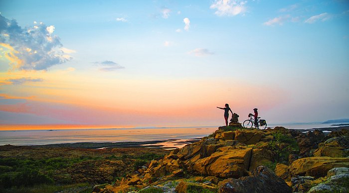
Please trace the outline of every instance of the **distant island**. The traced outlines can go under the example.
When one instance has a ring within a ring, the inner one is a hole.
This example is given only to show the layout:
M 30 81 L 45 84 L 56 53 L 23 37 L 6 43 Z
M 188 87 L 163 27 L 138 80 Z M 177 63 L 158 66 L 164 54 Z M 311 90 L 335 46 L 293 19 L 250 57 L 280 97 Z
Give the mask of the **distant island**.
M 349 123 L 349 119 L 334 119 L 326 121 L 323 123 Z

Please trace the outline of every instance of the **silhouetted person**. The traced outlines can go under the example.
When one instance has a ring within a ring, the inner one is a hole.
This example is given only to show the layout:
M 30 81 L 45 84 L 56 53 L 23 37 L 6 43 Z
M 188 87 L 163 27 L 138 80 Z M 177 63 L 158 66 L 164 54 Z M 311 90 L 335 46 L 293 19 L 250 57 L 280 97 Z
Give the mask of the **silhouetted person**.
M 227 104 L 225 104 L 225 107 L 221 108 L 217 107 L 218 109 L 224 109 L 224 119 L 225 119 L 225 125 L 228 126 L 228 117 L 229 117 L 229 111 L 230 111 L 231 114 L 232 115 L 233 112 L 231 111 L 231 109 L 229 108 L 229 105 Z
M 254 125 L 257 129 L 259 129 L 259 127 L 258 127 L 258 112 L 257 111 L 258 110 L 258 109 L 256 108 L 253 109 L 253 111 L 254 111 Z

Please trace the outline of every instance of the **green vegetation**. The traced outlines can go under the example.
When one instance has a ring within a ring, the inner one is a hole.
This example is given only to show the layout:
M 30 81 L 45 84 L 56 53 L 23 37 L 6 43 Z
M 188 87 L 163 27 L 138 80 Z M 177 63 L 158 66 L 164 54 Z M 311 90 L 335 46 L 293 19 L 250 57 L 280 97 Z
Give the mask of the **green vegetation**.
M 276 168 L 276 165 L 277 164 L 278 164 L 277 162 L 275 161 L 274 162 L 272 162 L 272 163 L 270 163 L 264 165 L 264 166 L 266 166 L 267 168 L 271 170 L 272 171 L 275 171 L 275 168 Z
M 32 186 L 15 187 L 5 190 L 4 193 L 55 193 L 62 191 L 70 191 L 70 192 L 79 193 L 90 193 L 92 188 L 88 183 L 80 183 L 69 185 L 56 186 L 54 185 L 41 184 Z
M 292 137 L 280 132 L 273 134 L 274 139 L 268 144 L 268 147 L 277 155 L 277 162 L 287 162 L 290 153 L 298 153 L 299 148 L 297 141 Z
M 195 185 L 188 185 L 186 189 L 187 193 L 214 193 L 214 192 L 210 191 L 203 188 Z
M 165 150 L 144 148 L 100 150 L 15 146 L 1 148 L 0 190 L 2 191 L 0 192 L 14 193 L 54 193 L 70 188 L 78 188 L 78 191 L 74 190 L 71 192 L 89 193 L 94 185 L 120 180 L 133 173 L 135 169 L 146 165 L 153 159 L 159 159 L 168 153 Z M 121 171 L 116 170 L 109 176 L 100 175 L 103 174 L 101 166 L 112 167 L 119 163 L 127 167 L 122 168 Z M 94 176 L 90 171 L 94 171 L 96 175 Z M 88 187 L 85 192 L 83 188 L 75 187 L 80 185 L 74 185 L 80 182 L 85 183 L 84 186 Z

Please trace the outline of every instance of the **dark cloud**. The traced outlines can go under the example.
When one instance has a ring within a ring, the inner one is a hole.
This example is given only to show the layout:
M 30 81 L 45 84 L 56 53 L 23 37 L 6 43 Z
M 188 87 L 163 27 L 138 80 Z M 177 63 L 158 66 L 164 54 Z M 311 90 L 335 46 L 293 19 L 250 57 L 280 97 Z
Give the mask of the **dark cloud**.
M 123 68 L 125 68 L 125 67 L 124 66 L 106 67 L 105 68 L 101 68 L 99 69 L 99 70 L 103 71 L 103 72 L 110 72 Z
M 116 62 L 110 60 L 105 60 L 103 62 L 92 62 L 92 63 L 100 66 L 105 66 L 99 68 L 99 70 L 103 72 L 110 72 L 125 68 L 125 67 L 120 65 Z
M 43 80 L 41 78 L 21 78 L 13 79 L 8 79 L 12 84 L 22 84 L 27 82 L 41 82 Z
M 0 43 L 9 49 L 5 56 L 14 69 L 47 70 L 71 60 L 61 50 L 62 45 L 59 37 L 52 34 L 54 31 L 53 25 L 42 22 L 22 28 L 15 19 L 0 14 Z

•••

**Short exercise**
Copy out all of the data above word for word, leaving out the pictures.

**The completed task**
Please trace the outline of every instance of the **distant island**. The traced outlines can go under the example.
When one instance has a ring within a ring, the inner one is a hole.
This example is given only to show the layout:
M 30 81 L 45 84 L 56 53 L 23 37 L 6 43 Z
M 188 87 L 163 27 L 138 80 Z M 177 63 L 158 66 L 164 54 Z M 311 90 L 335 46 L 293 19 L 250 57 L 280 97 Z
Give the mask of the **distant island**.
M 349 123 L 349 119 L 334 119 L 326 121 L 323 123 Z

Please trace the outline of every instance of the **silhouetted person**. The traced outlines can go under the example.
When one instance has a ring within a ring, the inner one is a hole.
This example is given only to show the layout:
M 30 81 L 45 84 L 56 53 L 23 37 L 6 43 Z
M 188 87 L 163 27 L 138 80 Z M 177 63 L 158 66 L 164 54 Z M 311 90 L 335 46 L 293 19 L 250 57 L 280 97 Z
Give the mask of the **silhouetted person**.
M 227 104 L 225 104 L 225 107 L 221 108 L 217 107 L 218 109 L 224 109 L 224 119 L 225 119 L 225 125 L 228 126 L 228 117 L 229 117 L 229 111 L 230 111 L 231 114 L 232 115 L 233 112 L 231 111 L 231 109 L 229 108 L 229 105 Z
M 254 125 L 257 129 L 259 129 L 259 127 L 258 127 L 258 112 L 257 111 L 258 110 L 258 109 L 256 108 L 253 109 L 253 111 L 254 111 Z

Please trace the outline of every instance of the **green vegetation**. The traced outlines can go under the example.
When one instance has a ring within a ring, the inner one is a hole.
This example is given only to show the layout:
M 30 81 L 45 84 L 56 53 L 23 37 L 6 43 Z
M 188 87 L 163 27 L 138 80 Z M 177 63 L 158 66 L 164 54 Z M 311 90 L 335 46 L 293 19 L 250 57 L 280 97 Z
Give the mask of the **green vegetation**.
M 276 168 L 276 165 L 277 164 L 278 164 L 277 162 L 275 161 L 274 162 L 272 162 L 272 163 L 270 163 L 264 165 L 264 166 L 266 166 L 267 168 L 271 170 L 272 171 L 275 171 L 275 168 Z
M 32 186 L 15 187 L 5 190 L 4 193 L 55 193 L 62 191 L 70 191 L 70 192 L 79 193 L 90 193 L 92 188 L 88 183 L 80 183 L 69 185 L 56 186 L 54 185 L 41 184 Z
M 292 137 L 280 132 L 273 134 L 274 139 L 268 144 L 268 147 L 277 155 L 277 162 L 287 162 L 290 153 L 298 153 L 299 148 L 297 141 Z
M 195 185 L 188 185 L 186 189 L 187 193 L 214 193 L 214 192 L 210 191 L 203 188 Z
M 165 150 L 144 148 L 100 150 L 15 146 L 1 148 L 0 190 L 2 191 L 0 192 L 14 193 L 54 193 L 70 188 L 78 188 L 78 191 L 74 190 L 71 192 L 89 193 L 94 185 L 120 180 L 133 173 L 135 169 L 146 165 L 153 159 L 159 159 L 168 153 Z M 121 171 L 116 170 L 109 176 L 100 175 L 103 174 L 101 166 L 112 167 L 119 163 L 127 167 L 122 168 Z M 94 176 L 90 171 L 94 171 L 96 175 Z M 88 187 L 85 192 L 83 188 L 75 187 L 80 185 L 74 185 L 80 182 L 85 183 L 84 186 Z

Please trace the outline of every instance of the **dark cloud**. The traced outlines can go under the example.
When one instance has a ring within a ring, the inner one is a hole.
This example is given only to show the layout:
M 30 81 L 45 84 L 56 53 L 23 37 L 6 43 Z
M 188 87 L 163 27 L 138 80 Z M 177 63 L 158 66 L 164 54 Z M 311 90 L 335 46 L 293 19 L 250 57 L 280 97 Z
Give the mask of the **dark cloud**.
M 123 68 L 125 68 L 125 67 L 124 66 L 106 67 L 105 68 L 101 68 L 99 69 L 99 70 L 103 71 L 103 72 L 110 72 Z
M 116 62 L 110 60 L 105 60 L 103 62 L 92 62 L 92 63 L 100 66 L 105 66 L 99 68 L 99 70 L 103 72 L 110 72 L 125 68 L 125 67 L 120 65 Z
M 43 80 L 41 78 L 21 78 L 13 79 L 8 79 L 12 84 L 22 84 L 27 82 L 41 82 Z
M 0 43 L 9 49 L 5 56 L 14 69 L 47 70 L 71 60 L 61 50 L 62 45 L 59 37 L 52 34 L 54 31 L 53 25 L 42 22 L 22 28 L 15 19 L 0 14 Z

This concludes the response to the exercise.